===== PROVIDED INFORMATION =====

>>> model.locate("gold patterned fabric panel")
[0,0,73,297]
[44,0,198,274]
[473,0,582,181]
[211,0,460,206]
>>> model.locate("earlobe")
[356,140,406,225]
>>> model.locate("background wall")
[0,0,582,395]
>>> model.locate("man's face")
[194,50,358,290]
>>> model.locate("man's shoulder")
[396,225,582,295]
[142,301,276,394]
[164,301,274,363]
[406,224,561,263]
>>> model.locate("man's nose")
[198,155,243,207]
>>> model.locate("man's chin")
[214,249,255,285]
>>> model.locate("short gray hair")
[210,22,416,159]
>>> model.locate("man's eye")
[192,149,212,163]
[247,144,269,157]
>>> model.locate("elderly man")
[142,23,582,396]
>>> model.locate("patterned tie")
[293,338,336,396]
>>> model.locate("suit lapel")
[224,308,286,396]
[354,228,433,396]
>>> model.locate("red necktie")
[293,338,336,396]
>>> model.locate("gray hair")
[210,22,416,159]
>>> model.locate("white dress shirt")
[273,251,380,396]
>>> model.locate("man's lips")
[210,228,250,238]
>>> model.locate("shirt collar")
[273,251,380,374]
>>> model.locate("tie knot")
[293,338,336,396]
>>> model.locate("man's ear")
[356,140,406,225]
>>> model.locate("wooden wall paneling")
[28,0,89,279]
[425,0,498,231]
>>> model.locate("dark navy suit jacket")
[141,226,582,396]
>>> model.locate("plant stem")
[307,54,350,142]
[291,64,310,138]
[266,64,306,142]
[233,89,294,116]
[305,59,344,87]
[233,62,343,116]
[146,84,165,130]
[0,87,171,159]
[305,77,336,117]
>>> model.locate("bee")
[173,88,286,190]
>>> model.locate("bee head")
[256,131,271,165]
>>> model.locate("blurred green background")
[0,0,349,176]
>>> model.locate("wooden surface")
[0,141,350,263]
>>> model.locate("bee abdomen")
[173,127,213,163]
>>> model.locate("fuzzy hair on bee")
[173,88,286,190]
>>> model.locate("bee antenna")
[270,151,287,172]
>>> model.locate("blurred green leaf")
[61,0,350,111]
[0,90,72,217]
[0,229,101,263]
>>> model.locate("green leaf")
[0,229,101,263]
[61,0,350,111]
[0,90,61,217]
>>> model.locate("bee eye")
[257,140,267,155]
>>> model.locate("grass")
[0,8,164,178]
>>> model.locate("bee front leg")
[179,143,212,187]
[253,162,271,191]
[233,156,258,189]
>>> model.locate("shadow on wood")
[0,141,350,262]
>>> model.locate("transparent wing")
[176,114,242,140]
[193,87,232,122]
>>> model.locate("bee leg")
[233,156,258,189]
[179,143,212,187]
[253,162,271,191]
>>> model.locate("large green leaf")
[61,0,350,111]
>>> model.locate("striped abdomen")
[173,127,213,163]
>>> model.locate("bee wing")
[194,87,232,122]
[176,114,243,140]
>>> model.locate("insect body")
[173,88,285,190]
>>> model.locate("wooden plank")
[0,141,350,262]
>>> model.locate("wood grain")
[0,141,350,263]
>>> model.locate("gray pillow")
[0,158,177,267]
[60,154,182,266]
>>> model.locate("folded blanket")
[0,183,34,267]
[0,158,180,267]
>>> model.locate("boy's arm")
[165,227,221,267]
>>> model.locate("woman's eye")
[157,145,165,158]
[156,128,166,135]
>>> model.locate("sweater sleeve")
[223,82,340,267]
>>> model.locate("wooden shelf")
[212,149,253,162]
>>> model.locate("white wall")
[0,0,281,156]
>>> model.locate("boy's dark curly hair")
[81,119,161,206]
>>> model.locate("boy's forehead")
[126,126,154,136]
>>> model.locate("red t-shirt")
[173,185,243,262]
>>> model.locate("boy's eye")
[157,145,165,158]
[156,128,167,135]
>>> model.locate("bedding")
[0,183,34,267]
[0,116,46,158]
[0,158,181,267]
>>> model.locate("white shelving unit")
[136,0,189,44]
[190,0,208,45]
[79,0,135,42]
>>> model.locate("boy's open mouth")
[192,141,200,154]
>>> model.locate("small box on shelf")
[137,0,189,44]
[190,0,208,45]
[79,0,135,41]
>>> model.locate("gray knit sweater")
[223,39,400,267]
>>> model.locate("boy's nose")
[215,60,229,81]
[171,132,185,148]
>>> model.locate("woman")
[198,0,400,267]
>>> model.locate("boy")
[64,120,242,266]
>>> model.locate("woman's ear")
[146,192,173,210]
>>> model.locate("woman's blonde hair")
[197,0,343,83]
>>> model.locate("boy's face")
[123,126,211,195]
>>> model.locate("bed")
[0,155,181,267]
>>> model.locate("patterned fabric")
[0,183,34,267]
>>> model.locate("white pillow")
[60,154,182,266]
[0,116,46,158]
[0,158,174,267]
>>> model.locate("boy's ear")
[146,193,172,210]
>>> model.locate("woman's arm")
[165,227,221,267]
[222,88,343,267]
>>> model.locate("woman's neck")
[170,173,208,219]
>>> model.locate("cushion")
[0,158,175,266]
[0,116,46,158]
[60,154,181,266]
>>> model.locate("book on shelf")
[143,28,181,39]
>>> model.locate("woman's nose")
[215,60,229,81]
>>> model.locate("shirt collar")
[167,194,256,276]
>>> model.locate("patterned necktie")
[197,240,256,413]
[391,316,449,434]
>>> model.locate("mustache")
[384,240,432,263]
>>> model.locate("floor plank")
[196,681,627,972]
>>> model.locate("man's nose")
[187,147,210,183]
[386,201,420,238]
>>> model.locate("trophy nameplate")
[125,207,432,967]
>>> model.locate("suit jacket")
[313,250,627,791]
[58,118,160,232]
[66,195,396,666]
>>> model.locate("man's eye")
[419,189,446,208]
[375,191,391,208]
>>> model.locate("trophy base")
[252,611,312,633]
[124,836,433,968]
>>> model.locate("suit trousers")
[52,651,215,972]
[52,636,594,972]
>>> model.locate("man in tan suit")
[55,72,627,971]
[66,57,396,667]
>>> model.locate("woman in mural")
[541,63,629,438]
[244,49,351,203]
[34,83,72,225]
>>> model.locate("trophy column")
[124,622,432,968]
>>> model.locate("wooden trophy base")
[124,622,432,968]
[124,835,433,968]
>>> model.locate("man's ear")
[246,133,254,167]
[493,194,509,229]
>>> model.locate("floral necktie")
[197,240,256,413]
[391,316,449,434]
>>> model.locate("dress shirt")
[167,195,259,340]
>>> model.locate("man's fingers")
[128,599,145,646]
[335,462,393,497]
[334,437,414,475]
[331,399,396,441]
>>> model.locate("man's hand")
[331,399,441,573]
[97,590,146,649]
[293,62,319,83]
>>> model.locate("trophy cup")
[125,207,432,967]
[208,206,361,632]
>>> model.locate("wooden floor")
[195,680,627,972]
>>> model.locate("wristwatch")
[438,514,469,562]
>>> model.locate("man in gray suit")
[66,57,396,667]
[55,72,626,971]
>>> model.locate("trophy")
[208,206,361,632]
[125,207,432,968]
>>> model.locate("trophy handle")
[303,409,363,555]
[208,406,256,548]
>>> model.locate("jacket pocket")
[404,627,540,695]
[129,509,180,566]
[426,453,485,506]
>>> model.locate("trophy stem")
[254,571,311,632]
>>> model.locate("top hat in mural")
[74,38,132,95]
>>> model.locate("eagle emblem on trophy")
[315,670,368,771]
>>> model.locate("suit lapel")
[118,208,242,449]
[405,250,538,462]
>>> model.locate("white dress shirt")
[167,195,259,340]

=====

JOB: List every line of the records that contains the string "pillow".

RESULT OF THIS TASK:
>>> model.locate("gray pillow")
>>> model.locate("white pillow")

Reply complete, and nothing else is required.